- _Task objective_:
Copy exactly, and only, the lines from the line containing "Would you be able to mark the cat's nose" through the last line of the records below, both included.
┄┄┄┄┄┄┄┄┄┄┄┄┄┄┄┄┄┄┄┄
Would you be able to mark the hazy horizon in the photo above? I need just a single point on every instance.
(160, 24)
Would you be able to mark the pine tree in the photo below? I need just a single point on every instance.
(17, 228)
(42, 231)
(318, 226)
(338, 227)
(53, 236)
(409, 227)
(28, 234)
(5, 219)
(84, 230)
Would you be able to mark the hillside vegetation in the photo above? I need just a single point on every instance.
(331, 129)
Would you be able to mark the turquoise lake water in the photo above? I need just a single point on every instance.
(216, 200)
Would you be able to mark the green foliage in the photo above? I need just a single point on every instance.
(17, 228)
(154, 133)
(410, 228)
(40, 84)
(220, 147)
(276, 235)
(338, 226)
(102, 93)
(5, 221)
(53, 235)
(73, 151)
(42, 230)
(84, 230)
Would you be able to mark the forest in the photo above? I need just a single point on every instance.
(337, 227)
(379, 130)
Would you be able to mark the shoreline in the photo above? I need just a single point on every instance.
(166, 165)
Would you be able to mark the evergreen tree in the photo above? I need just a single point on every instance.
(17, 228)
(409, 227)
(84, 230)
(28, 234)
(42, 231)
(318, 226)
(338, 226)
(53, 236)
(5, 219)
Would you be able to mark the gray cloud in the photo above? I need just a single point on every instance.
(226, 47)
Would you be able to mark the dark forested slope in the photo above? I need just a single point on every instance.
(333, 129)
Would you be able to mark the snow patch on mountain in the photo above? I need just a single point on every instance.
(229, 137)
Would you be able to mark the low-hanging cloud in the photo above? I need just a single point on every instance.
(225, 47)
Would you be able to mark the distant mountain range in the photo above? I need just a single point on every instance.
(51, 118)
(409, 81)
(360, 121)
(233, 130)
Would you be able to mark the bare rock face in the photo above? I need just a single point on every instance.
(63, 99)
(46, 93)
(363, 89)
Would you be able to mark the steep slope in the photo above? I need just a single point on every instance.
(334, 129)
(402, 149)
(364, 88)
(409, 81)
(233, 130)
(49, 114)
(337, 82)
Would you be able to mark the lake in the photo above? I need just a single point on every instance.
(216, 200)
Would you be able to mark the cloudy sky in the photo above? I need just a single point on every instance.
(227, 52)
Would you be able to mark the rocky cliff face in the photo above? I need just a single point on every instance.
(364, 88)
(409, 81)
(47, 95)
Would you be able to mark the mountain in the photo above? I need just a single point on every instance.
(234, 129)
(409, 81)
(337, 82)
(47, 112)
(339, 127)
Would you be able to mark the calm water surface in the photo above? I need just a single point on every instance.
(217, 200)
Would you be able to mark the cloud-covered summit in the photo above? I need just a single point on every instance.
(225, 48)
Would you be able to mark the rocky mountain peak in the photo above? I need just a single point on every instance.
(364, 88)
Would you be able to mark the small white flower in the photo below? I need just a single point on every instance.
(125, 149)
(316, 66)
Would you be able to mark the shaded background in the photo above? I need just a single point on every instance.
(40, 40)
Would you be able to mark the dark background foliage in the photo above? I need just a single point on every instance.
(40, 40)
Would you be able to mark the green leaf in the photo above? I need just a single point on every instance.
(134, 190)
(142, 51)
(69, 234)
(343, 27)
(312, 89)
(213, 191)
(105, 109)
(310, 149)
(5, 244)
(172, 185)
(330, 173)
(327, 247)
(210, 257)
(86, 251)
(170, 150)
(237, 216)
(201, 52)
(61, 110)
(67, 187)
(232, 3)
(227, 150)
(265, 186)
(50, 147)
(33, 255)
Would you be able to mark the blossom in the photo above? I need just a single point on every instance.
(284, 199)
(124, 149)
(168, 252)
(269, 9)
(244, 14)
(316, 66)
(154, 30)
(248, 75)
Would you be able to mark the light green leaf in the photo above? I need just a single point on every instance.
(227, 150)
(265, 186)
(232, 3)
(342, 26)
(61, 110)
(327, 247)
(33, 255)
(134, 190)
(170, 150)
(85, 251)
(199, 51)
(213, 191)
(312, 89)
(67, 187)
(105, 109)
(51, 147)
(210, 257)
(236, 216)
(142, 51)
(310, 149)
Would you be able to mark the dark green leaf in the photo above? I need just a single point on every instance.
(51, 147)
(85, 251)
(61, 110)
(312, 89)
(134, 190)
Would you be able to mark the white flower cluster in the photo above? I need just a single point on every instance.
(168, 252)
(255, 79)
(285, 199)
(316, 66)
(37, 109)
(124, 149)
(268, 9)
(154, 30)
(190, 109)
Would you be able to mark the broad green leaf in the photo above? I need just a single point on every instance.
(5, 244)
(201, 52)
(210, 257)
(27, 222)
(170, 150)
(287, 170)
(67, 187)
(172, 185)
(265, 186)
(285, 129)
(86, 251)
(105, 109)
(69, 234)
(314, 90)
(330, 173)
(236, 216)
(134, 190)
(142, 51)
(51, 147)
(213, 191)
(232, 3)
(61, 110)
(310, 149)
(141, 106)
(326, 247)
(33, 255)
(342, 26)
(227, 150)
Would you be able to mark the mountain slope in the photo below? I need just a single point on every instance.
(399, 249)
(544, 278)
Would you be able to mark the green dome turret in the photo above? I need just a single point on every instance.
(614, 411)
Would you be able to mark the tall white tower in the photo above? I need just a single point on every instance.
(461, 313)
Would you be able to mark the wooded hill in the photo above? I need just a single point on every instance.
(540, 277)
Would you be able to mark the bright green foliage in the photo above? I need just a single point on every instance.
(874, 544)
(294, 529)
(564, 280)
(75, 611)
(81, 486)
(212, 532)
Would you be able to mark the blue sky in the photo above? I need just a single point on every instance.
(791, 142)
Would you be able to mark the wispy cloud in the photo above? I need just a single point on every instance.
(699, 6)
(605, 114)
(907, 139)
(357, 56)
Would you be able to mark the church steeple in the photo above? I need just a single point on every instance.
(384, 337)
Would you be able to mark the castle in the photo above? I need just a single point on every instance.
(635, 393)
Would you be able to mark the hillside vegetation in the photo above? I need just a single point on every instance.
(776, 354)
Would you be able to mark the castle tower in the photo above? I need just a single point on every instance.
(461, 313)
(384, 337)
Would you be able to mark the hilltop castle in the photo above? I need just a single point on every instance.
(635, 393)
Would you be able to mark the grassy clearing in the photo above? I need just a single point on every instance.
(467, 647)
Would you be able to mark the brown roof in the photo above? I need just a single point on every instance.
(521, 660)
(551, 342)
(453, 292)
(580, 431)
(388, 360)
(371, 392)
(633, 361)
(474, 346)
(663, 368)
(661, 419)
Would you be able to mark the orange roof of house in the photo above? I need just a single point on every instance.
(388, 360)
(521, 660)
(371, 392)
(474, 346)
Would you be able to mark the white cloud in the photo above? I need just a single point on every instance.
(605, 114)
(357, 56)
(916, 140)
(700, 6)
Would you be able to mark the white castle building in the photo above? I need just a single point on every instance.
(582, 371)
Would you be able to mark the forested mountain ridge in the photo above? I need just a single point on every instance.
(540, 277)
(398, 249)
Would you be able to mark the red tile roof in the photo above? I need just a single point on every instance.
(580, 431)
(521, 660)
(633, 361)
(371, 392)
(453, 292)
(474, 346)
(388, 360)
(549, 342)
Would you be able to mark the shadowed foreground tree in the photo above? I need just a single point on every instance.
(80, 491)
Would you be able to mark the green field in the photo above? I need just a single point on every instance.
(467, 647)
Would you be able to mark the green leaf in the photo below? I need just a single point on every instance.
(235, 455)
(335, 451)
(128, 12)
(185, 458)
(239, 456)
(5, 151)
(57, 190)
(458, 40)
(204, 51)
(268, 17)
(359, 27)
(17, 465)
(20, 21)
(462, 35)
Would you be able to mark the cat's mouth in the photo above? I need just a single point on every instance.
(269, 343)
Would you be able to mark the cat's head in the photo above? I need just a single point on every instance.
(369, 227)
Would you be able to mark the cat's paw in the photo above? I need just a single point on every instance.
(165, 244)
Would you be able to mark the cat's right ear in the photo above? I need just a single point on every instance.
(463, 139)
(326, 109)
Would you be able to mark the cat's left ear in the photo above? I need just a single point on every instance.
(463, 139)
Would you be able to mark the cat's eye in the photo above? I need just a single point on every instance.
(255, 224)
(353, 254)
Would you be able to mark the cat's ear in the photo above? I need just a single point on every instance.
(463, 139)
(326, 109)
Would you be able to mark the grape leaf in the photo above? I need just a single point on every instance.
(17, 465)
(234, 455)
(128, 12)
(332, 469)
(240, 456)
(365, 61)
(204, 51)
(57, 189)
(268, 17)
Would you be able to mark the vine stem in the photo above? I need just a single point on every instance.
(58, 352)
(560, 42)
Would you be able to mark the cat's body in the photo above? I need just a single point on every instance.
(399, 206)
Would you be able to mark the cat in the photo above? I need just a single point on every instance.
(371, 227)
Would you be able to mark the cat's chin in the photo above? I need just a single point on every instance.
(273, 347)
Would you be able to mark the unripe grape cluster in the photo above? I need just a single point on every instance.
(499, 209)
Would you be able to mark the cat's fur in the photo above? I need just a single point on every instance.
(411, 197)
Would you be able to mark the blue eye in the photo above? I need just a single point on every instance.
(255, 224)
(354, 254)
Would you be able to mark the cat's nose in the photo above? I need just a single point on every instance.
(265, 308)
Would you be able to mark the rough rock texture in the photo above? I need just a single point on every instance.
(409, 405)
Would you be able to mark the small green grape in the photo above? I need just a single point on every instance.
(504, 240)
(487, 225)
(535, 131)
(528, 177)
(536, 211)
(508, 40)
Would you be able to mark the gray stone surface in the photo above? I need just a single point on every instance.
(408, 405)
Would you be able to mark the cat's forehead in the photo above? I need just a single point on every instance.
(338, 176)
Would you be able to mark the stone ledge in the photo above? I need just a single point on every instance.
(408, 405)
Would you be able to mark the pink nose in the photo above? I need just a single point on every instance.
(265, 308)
┄┄┄┄┄┄┄┄┄┄┄┄┄┄┄┄┄┄┄┄
- _Complete answer_:
Would you be able to mark the cat's nose in the photo above? I need just a single point on every instance.
(265, 308)
Would you be able to mark the rough rock texture in the photo above? I need just a single point on every instance.
(409, 405)
Would you be able to mark the small green grape in the photo above? I need just a single point on every instance.
(504, 240)
(487, 225)
(535, 131)
(528, 177)
(536, 211)
(508, 40)
Would you be able to mark the gray stone surface in the photo above? I need just a single point on every instance.
(408, 405)
Would you be able to mark the cat's forehead in the photo above? I need just a single point on every instance.
(338, 176)
Would you be able to mark the stone ledge in the photo above? I need just a single point on every instance.
(408, 405)
Would you be able to mark the pink nose in the photo above? I need just a single point on every instance.
(265, 308)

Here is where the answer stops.